Exercise prompt
Each line from the one containing "Query: stone pillar" through the end of the data must be retyped exactly, and no other line.

Listed records
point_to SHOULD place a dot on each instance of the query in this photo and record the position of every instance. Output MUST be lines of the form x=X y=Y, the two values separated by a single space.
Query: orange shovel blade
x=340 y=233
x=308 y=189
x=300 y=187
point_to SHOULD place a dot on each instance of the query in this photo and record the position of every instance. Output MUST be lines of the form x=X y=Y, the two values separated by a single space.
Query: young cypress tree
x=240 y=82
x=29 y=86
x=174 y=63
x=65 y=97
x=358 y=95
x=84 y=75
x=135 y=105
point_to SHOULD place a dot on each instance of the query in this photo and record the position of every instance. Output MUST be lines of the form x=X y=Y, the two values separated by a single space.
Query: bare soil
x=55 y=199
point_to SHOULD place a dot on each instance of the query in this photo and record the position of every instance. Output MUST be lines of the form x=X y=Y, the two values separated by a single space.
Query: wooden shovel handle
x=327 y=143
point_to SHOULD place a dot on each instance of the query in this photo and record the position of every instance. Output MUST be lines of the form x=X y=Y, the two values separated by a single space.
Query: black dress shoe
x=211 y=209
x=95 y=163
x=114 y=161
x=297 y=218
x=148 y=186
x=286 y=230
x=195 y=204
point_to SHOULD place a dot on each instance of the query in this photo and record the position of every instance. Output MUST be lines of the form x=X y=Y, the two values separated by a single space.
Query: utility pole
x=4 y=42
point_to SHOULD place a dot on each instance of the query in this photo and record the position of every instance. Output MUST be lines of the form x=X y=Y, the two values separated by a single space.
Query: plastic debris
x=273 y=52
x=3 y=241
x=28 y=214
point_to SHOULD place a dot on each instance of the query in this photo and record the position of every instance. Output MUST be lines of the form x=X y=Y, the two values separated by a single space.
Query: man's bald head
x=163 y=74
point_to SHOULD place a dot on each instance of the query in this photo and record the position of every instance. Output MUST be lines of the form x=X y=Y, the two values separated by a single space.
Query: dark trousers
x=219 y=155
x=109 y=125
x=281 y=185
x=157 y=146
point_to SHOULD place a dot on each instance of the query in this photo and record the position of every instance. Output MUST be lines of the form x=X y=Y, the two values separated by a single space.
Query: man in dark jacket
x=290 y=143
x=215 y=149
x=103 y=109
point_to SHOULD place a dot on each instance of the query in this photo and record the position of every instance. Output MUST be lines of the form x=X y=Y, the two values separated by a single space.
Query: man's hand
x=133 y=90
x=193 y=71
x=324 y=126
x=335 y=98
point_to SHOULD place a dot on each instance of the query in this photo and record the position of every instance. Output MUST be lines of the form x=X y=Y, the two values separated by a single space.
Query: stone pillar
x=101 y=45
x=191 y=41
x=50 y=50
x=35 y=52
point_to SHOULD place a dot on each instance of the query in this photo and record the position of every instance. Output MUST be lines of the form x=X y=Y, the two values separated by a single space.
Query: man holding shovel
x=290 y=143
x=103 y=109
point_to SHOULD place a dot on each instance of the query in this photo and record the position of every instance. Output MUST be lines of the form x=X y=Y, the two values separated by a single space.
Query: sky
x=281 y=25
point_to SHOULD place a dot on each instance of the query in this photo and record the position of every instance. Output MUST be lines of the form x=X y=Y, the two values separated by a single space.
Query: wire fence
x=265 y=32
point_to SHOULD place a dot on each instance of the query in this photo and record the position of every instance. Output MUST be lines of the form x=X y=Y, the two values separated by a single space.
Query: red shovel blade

Your solution
Query: stone pillar
x=101 y=45
x=191 y=41
x=50 y=50
x=35 y=52
point_to SHOULD place a dot on each instance of the query in this photo and record the position of every instance. Output MUST be lines of the form x=X y=Y, the two values separated by a single space.
Query: man holding shovel
x=290 y=143
x=103 y=109
point_to SHOULD place a dot on each instance of the query in this photo and record the position of every instance. Output MUST be lines of the form x=X y=Y, the two values separated by a single space.
Query: sky
x=281 y=25
point_to SHOULD place a dot on each instance of the query in this photo and record the position of every instance. Output MUST be lines of the form x=X y=Y, the two values separated by a single space.
Query: wire fence
x=265 y=32
point_to SHOULD place a dot on each instance of the query in this photo and record the position of every instance. Output MUST be lines of the form x=X y=Y, the two values separated by a single space.
Query: red shovel blade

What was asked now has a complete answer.